--- START Data to process ---
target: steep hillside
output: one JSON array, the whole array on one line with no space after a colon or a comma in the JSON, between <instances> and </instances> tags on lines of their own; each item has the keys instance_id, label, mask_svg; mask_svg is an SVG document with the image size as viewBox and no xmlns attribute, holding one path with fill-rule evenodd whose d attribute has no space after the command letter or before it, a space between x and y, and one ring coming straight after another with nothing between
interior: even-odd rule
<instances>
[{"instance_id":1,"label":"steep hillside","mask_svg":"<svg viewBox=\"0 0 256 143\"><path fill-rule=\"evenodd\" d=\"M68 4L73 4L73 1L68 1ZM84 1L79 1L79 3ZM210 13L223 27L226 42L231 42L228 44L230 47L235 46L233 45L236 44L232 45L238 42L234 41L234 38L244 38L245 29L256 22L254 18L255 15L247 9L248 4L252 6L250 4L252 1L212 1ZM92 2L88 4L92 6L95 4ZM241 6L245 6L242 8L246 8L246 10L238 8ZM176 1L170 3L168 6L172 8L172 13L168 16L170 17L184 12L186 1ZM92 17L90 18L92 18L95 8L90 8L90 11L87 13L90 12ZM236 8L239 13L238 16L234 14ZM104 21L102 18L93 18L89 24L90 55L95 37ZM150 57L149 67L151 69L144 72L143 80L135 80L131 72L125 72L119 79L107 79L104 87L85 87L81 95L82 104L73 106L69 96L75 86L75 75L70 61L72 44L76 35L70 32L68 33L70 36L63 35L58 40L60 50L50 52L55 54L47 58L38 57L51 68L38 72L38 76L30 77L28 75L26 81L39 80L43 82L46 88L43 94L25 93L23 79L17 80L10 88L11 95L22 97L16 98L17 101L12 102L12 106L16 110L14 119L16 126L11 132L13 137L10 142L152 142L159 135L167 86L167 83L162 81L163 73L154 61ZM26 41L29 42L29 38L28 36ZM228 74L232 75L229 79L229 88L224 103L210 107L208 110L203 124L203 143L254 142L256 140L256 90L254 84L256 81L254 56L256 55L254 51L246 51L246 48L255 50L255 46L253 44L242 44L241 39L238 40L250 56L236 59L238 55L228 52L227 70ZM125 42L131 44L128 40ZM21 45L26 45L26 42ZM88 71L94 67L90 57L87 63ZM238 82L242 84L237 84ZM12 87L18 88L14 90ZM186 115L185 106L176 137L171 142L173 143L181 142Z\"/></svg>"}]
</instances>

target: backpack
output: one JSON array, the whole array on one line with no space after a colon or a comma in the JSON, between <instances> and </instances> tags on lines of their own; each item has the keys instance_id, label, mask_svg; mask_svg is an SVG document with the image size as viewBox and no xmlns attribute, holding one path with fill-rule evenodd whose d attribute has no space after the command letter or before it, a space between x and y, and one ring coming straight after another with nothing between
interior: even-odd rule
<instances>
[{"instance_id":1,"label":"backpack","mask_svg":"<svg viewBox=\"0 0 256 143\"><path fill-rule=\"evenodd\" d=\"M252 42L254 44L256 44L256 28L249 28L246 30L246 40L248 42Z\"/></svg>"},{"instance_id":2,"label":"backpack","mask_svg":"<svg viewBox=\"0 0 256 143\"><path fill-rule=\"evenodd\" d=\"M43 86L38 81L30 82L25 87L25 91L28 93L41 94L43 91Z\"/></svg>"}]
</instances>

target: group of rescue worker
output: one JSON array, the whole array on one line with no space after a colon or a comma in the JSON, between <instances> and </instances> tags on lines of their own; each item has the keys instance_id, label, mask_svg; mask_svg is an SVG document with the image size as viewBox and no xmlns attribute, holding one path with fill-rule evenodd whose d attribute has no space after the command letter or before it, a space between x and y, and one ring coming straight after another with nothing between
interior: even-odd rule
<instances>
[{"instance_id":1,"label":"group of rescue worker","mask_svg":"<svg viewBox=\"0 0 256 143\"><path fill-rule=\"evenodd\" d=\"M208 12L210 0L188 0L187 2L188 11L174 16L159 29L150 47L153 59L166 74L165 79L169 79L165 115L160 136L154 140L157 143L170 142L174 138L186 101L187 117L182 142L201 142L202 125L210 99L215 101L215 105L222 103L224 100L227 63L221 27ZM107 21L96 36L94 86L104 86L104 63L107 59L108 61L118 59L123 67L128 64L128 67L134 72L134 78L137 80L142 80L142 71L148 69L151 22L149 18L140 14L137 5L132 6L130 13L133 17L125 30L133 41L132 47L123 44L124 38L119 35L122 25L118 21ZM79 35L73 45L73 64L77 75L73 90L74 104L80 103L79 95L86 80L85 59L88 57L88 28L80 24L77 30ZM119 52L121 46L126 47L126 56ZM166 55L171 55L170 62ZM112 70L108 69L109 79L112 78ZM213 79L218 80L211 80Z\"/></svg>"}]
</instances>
--- END Data to process ---
Written request:
Quote, without alteration, the final stretch of the entries: the line with "target: group of rescue worker" onward to the last line.

Output of the exercise:
target: group of rescue worker
output: one JSON array, the whole array on one line with no space after a colon or a comma in the JSON, between <instances> and </instances> tags on lines of their own; each item has the keys instance_id, label, mask_svg; mask_svg is an SVG document with the image size as viewBox and no xmlns attribute, holding one path with fill-rule evenodd whose d attribute has no space after the command letter or before it, a space between x and y, and one ring coming straight after another with nothing between
interior: even-odd rule
<instances>
[{"instance_id":1,"label":"group of rescue worker","mask_svg":"<svg viewBox=\"0 0 256 143\"><path fill-rule=\"evenodd\" d=\"M208 12L210 0L188 0L187 2L188 11L174 16L159 29L150 47L153 59L166 74L165 79L169 79L165 115L160 136L154 140L157 143L170 142L174 138L186 101L187 117L182 142L201 142L202 125L210 99L215 101L215 105L222 103L224 100L227 63L221 27ZM107 21L96 36L94 86L104 86L104 63L107 59L108 61L118 59L123 67L128 64L128 67L134 72L134 78L137 80L142 80L142 71L148 69L151 22L149 18L140 14L137 5L132 6L130 13L133 17L125 30L133 41L132 47L123 44L124 38L119 35L122 25L118 21ZM79 35L73 45L73 64L77 75L73 90L74 104L80 103L79 95L86 80L85 59L88 57L88 28L80 24L77 30ZM119 52L121 46L126 47L126 56ZM166 55L171 55L170 62ZM112 70L108 69L109 79L112 78ZM213 79L218 80L211 80Z\"/></svg>"}]
</instances>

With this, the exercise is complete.